START RECORDS FOR THE EXERCISE
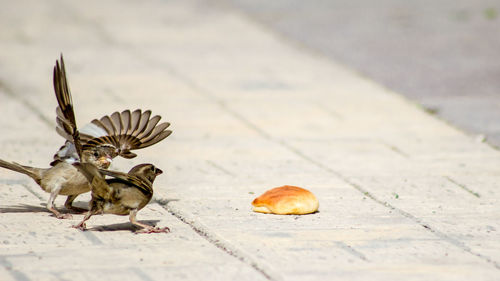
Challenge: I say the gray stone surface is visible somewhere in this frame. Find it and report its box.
[224,0,500,146]
[0,0,500,280]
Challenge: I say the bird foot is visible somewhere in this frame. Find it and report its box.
[135,226,170,233]
[66,206,89,214]
[54,214,73,220]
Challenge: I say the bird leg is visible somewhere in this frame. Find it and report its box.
[64,194,88,214]
[129,209,170,233]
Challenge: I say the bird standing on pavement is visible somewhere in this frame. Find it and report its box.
[0,55,172,219]
[73,163,170,233]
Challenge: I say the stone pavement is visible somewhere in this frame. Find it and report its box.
[0,0,500,280]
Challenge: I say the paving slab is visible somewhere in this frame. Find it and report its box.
[0,0,500,280]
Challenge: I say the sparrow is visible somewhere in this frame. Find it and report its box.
[73,163,170,233]
[0,55,172,219]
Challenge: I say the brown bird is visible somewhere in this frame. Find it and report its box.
[0,55,172,218]
[73,163,170,233]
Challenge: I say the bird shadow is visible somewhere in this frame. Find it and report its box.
[0,204,50,214]
[0,204,87,216]
[87,220,160,232]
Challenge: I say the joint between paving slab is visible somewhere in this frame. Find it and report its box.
[444,176,481,198]
[152,61,500,269]
[157,201,282,280]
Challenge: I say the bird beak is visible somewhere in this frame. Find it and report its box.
[99,156,113,169]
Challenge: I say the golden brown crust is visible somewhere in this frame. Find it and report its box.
[252,185,319,215]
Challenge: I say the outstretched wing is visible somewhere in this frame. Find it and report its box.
[53,54,82,160]
[80,109,172,158]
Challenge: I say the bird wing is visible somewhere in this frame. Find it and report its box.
[80,109,172,158]
[53,54,82,158]
[99,169,153,197]
[73,162,113,200]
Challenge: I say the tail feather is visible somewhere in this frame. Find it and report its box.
[0,159,44,184]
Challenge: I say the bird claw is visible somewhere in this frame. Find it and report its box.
[71,223,87,231]
[56,214,73,219]
[66,206,89,214]
[136,226,170,233]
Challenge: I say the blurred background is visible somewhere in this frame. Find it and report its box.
[225,0,500,147]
END RECORDS FOR THE EXERCISE
TASK BRIEF -
Copy the material above word for word, including every line of it, but omit the pictures from your reproduction.

RESULT -
Challenge: I say the gray stone surface is visible somewhere in this frame. Find it and report its box.
[224,0,500,146]
[0,0,500,280]
Challenge: I say the bird foot is visible somewhere in this frame. Find it and report its box.
[135,226,170,233]
[66,206,89,214]
[54,214,73,220]
Challenge: I say the bird leg is visible somewhere in this frame. Find it and report its box.
[64,194,88,214]
[129,209,170,233]
Challenge: I say the bird standing on pavement is visible somewhere in this frame. Find it and report its box.
[0,55,172,219]
[73,163,170,233]
Challenge: I say the stone pavement is visible somewhere in this frame. Find it and report its box.
[0,0,500,280]
Challenge: I say the paving slab is visible somewhere in this frame. Find it and report its box.
[0,0,500,280]
Challenge: I say the sparrow is visible somewhere in this frame. Find it and report its box.
[73,163,170,233]
[0,55,172,219]
Challenge: I say the brown bird is visible somewhere in this frame. Find it and report its box.
[0,55,172,218]
[73,163,170,233]
Challenge: I say the bird shadow is visible somewhere in this frame. Find it and report its box.
[0,204,50,214]
[0,204,87,216]
[87,220,160,232]
Challenge: I say the joint between paving slab is visible somewhere in this frame. Find it and report its box.
[444,176,481,198]
[152,61,500,269]
[157,201,282,280]
Challenge: I say the bird beak is visible somewhere in this frame. Find it and report its box.
[99,156,113,169]
Challenge: I say the golden brown crust is visible somewhere in this frame. Find it and report its box.
[252,185,319,215]
Challenge: I say the outstretched wing is visible somewhere in this frame. Find it and report its box.
[53,54,82,160]
[80,109,172,158]
Challenge: I say the bird wing is visible somewhere in this frame. Find it and report its box.
[80,109,172,158]
[53,54,82,158]
[99,169,153,197]
[73,162,113,200]
Challenge: I say the tail feather is visible somewhere in this frame. Find it and report its box.
[0,159,44,184]
Challenge: I say the bird claw is visible somewhere in this frame. Find it and report its box.
[71,223,87,231]
[56,214,73,219]
[66,206,89,214]
[136,226,170,233]
Challenge: I say the blurred background is visible somewhere in this frame. Find it and report its box.
[225,0,500,147]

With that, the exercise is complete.